◆ WHAT IS NEEDED
In all of the rows below, replace "Examine" with "Inspect" and reproduce every line otherwise unchanged, omitting the pictures.

◆ RECORDS SUPPLIED
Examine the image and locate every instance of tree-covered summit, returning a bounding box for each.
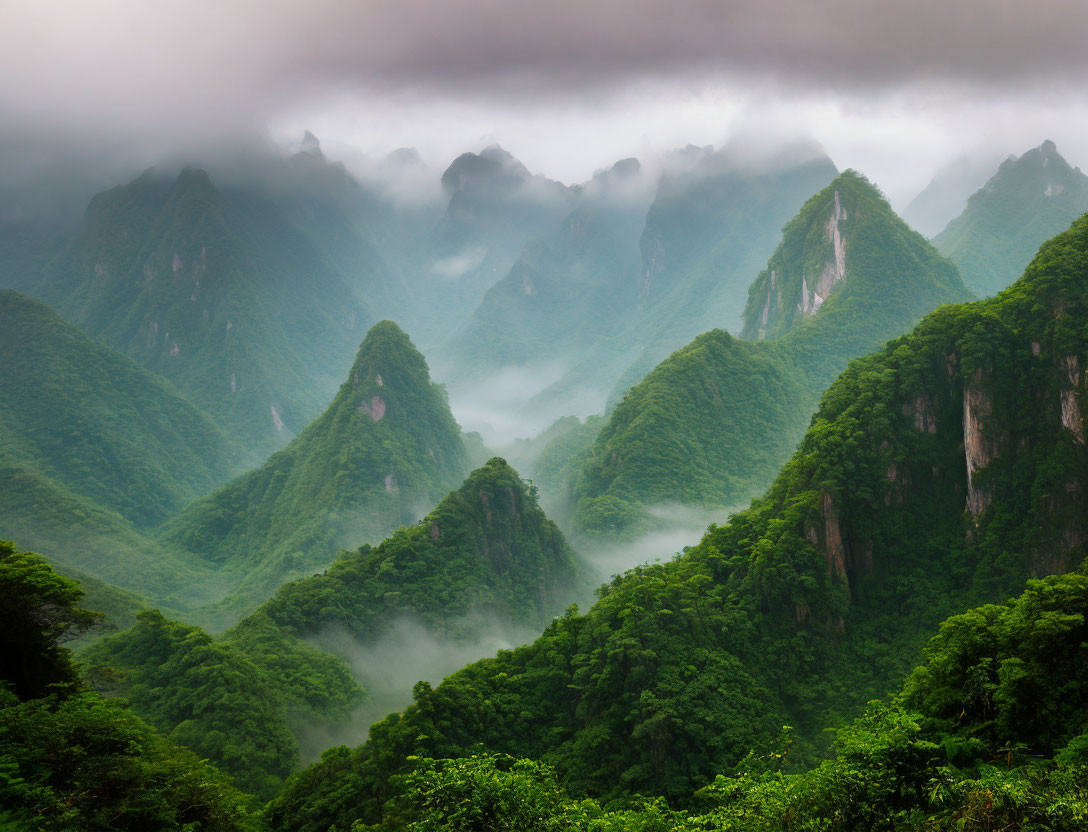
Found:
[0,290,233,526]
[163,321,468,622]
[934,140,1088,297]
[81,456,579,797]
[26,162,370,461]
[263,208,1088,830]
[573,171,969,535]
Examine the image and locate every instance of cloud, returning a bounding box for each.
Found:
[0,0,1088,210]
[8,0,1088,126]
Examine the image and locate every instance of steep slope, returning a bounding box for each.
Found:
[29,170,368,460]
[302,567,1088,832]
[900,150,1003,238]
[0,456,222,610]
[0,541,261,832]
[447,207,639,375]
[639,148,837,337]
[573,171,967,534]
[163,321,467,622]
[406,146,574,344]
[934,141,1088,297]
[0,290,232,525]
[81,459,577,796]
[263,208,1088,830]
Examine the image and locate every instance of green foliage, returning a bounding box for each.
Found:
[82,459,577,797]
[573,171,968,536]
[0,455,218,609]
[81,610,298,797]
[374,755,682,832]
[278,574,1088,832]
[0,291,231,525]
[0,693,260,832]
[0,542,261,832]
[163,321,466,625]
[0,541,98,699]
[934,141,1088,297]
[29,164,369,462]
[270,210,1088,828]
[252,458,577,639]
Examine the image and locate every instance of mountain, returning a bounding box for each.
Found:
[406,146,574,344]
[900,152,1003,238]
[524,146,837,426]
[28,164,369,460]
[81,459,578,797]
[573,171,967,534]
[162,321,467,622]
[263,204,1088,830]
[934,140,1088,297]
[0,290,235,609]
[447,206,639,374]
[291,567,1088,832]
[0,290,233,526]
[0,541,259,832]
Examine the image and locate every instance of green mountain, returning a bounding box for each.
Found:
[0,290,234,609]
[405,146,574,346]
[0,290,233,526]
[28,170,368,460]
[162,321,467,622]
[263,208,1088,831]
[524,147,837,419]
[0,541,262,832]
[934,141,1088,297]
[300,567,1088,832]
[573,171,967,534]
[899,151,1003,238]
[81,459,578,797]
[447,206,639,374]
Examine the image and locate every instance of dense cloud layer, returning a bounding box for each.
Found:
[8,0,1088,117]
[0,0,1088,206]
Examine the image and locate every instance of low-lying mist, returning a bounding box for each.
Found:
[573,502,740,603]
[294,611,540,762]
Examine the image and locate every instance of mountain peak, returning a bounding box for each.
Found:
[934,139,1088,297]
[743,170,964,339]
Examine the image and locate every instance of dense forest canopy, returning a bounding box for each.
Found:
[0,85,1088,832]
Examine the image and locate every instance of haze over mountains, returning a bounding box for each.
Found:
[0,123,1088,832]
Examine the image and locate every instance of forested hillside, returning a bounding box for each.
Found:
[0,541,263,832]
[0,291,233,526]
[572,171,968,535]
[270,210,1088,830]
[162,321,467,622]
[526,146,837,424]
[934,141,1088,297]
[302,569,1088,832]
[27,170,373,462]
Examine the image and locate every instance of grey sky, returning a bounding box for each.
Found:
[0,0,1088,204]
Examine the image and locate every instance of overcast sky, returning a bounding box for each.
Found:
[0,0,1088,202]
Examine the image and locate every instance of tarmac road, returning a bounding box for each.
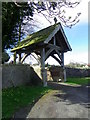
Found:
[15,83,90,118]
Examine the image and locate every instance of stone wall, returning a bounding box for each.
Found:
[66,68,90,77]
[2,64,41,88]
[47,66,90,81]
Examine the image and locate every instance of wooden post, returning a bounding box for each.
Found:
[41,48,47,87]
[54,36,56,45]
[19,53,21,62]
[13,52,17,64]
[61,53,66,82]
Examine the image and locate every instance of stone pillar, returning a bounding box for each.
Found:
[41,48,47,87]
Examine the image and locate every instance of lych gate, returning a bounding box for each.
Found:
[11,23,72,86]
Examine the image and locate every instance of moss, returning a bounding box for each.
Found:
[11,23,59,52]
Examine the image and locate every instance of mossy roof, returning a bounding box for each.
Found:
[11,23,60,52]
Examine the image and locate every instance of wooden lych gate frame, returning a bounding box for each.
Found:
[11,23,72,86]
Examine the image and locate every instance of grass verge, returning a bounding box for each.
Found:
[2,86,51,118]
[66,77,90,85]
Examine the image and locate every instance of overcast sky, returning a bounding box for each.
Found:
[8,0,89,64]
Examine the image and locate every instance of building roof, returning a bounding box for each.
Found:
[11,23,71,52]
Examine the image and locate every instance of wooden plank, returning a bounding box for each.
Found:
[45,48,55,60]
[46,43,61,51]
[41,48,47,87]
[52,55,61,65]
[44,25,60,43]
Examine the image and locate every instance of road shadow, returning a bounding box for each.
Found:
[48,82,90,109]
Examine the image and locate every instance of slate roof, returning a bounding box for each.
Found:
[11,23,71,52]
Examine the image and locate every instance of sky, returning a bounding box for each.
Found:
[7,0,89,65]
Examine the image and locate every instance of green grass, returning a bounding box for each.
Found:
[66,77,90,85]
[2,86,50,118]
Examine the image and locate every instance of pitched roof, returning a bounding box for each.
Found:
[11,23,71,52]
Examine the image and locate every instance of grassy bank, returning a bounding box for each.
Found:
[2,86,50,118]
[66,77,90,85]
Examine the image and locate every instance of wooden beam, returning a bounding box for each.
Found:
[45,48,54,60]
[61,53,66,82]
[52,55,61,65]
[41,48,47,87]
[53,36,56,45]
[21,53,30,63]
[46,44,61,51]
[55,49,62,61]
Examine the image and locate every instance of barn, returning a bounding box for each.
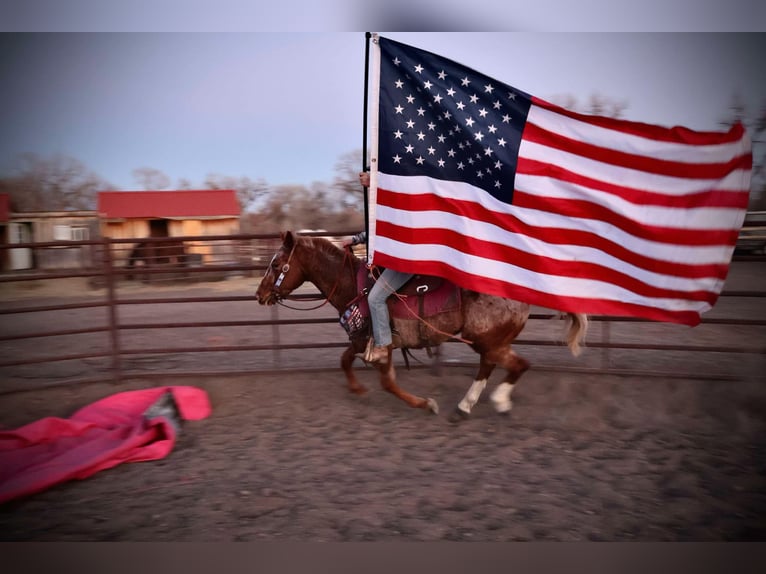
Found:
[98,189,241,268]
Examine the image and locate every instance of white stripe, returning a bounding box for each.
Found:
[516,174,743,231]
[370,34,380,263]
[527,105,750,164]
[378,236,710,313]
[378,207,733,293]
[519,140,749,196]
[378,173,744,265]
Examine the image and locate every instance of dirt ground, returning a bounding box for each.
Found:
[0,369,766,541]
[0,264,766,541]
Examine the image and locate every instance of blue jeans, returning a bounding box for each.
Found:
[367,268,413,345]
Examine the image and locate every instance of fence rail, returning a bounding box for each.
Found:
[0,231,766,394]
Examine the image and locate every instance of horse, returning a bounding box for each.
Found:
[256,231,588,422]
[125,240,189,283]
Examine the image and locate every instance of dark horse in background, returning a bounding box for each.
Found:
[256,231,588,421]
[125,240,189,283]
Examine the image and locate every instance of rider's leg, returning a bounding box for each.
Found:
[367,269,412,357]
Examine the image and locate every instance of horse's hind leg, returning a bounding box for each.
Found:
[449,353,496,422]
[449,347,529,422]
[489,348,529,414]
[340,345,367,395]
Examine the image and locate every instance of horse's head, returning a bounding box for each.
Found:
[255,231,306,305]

◆ THE RESPONSE
Inspect the image and locate every instance of tree-covered summit, returning a bounding box for each.
Found:
[0,290,233,526]
[163,321,468,622]
[934,140,1088,297]
[81,456,579,797]
[26,162,370,461]
[263,208,1088,830]
[573,171,969,535]
Inspect the image and locate every instance of cloud, returning a bounding box for each.
Found:
[0,0,1088,210]
[8,0,1088,126]
Inspect the image and locate every instance of steep slope, returning a bounding box for each.
Found:
[29,170,368,460]
[302,567,1088,832]
[900,150,1003,238]
[0,456,222,610]
[0,541,261,832]
[447,207,639,375]
[639,148,837,337]
[573,171,967,534]
[163,321,467,622]
[406,146,574,344]
[934,141,1088,297]
[0,290,232,525]
[81,459,577,796]
[263,208,1088,830]
Inspect the image and locate every instance of green foliage, returning a bounding box for each.
Found:
[82,459,577,797]
[573,171,968,536]
[0,455,218,609]
[81,610,298,797]
[374,755,682,832]
[278,574,1088,832]
[0,291,231,525]
[0,693,260,832]
[0,542,261,832]
[163,321,466,625]
[0,541,98,699]
[934,141,1088,297]
[29,164,369,462]
[270,210,1088,828]
[252,458,577,639]
Inspect the image and locate every instance of mountain, returning a bounding box for each.
Found:
[406,146,574,344]
[900,152,1003,238]
[524,146,837,426]
[28,164,369,460]
[81,459,578,797]
[573,171,967,534]
[162,321,467,622]
[263,204,1088,830]
[934,140,1088,297]
[0,290,235,609]
[447,206,639,374]
[291,567,1088,832]
[0,290,233,526]
[0,541,259,832]
Inspect the image and locate every instance of green mountain, returning a bounding box for each.
Found:
[0,290,234,609]
[405,146,574,346]
[0,290,233,526]
[28,170,368,460]
[162,321,467,622]
[263,208,1088,831]
[524,147,837,419]
[0,541,262,832]
[934,141,1088,297]
[300,567,1088,832]
[573,171,967,534]
[899,151,1003,238]
[81,459,578,797]
[447,206,639,374]
Inspect the image and locate every instance of dense cloud layer, returning a bounding box for each.
Found:
[8,0,1088,117]
[0,0,1088,206]
Inspect the image and locate every instance of low-lying mist, returning a bounding box for each.
Found:
[573,502,740,603]
[294,611,540,762]
Inspect the image and locate every instance of mountain peak, returning a bounding box for each.
Found:
[934,139,1088,297]
[743,170,964,339]
Inspect the image and locate every instance of dense forest canopy, returning a bounding box for each.
Found:
[0,85,1088,832]
Inspect the image and locate every instance of haze over mountains, returning a bounding box for each.
Found:
[0,123,1088,832]
Inspect the image and locate every instance of forested hillside, returning a bounding box for each.
Found:
[0,541,263,832]
[0,291,233,526]
[572,171,968,535]
[270,210,1088,830]
[162,321,467,622]
[526,146,837,424]
[934,141,1088,297]
[302,569,1088,832]
[27,170,373,462]
Inspect the image and locate every instance of grey sky, returning a bounding box for each.
Found:
[0,0,1088,204]
Inspect the image and locate every instance of overcast sky, returning a bounding box for each.
Found:
[0,0,1088,202]
Inspect the image and locate every instance of tarmac road, returning a bounding box for each.
Found:
[15,83,90,118]
Inspect the image and locate every instance of stone wall, returning a bounding box for each.
Found:
[66,68,90,77]
[2,64,41,88]
[47,66,90,81]
Inspect the image and locate every instance of wooden post, returning a bounding box for each.
Found:
[41,48,47,87]
[54,36,56,45]
[19,53,21,62]
[13,52,17,64]
[61,53,66,82]
Inspect the image and locate every instance of stone pillar, returning a bounding box for each.
Found:
[41,48,47,87]
Inspect the image and locate every instance of lych gate, returning a bounding box for each.
Found:
[11,23,72,86]
Inspect the image and locate every instance of moss, returning a bounding box for each.
Found:
[11,23,59,52]
Inspect the image and locate every instance of mossy roof, returning a bounding box for each.
Found:
[11,23,60,52]
Inspect the image and locate every instance of wooden lych gate frame, returning a bounding box for each.
Found:
[11,23,72,86]
Inspect the image and locate every instance of grass verge, returning a bounding box for each.
Found:
[2,86,51,118]
[66,77,90,85]
Inspect the image and locate every instance of overcast sky, returning a bounding box for each.
Found:
[8,0,89,64]
Inspect the image and locate every instance of building roof, returning a bounding box for each.
Found:
[11,23,71,52]
Inspect the image and locate every instance of wooden plank, returning a bounding box for each.
Found:
[45,48,55,60]
[46,43,61,51]
[41,48,47,87]
[52,55,61,65]
[44,25,60,43]
Inspect the image and locate every instance of road shadow, returning a bounding box for each.
Found:
[48,82,90,109]
Inspect the image and locate every instance of slate roof, returning a bounding box for each.
Found:
[11,23,71,52]
Inspect the image and locate every instance of sky, returning a bounding box for each.
Found:
[7,0,89,65]
Inspect the image and locate every instance of green grass, returning a bounding box for each.
Found:
[66,77,90,85]
[2,86,50,118]
Inspect the image and locate every instance of pitched roof, returning a bounding box for each.
Found:
[11,23,71,52]
Inspect the image and locate every instance of grassy bank, returning a bounding box for each.
Found:
[2,86,50,118]
[66,77,90,85]
Inspect the image and locate every instance of wooden beam, returning a bounding box for each.
Found:
[45,48,54,60]
[61,53,66,82]
[52,55,61,65]
[41,48,47,87]
[53,36,56,45]
[21,53,30,63]
[46,44,61,51]
[55,49,62,61]
Inspect the image and locate every instance of barn, returning a bounding box for each.
Found:
[98,189,241,268]
Inspect the image and locate every instance of white stripe, returning a bounding box for each.
Found:
[516,174,743,231]
[370,34,380,263]
[527,105,750,164]
[378,236,710,313]
[378,207,733,293]
[519,140,749,196]
[378,173,744,265]
Inspect the image and locate every instance of dirt ground, returning a bounding box for each.
Found:
[0,369,766,541]
[0,264,766,541]
Inspect the image and locate every instance of blue jeans, returning a bounding box for each.
Found:
[367,268,413,345]
Inspect the image and locate every instance of fence rail, returning a bounding box for each.
Found:
[0,231,766,394]
Inspect the image and locate every instance of horse, returning a bounding box for each.
Found:
[256,231,588,422]
[125,240,189,283]
Inspect the image and locate every instance of dark horse in background, returning a bounding box for each.
Found:
[256,231,588,421]
[125,240,189,283]
Inspect the image and locate every instance of rider's leg, returning a bounding box for each.
Found:
[367,269,412,357]
Inspect the image and locate every instance of horse's hind leg, returning a bounding box for each.
Found:
[449,353,496,422]
[449,347,529,422]
[489,348,529,414]
[340,345,367,395]
Inspect the image and locate every instance of horse's head, returning a bounding box for each.
Found:
[255,231,306,305]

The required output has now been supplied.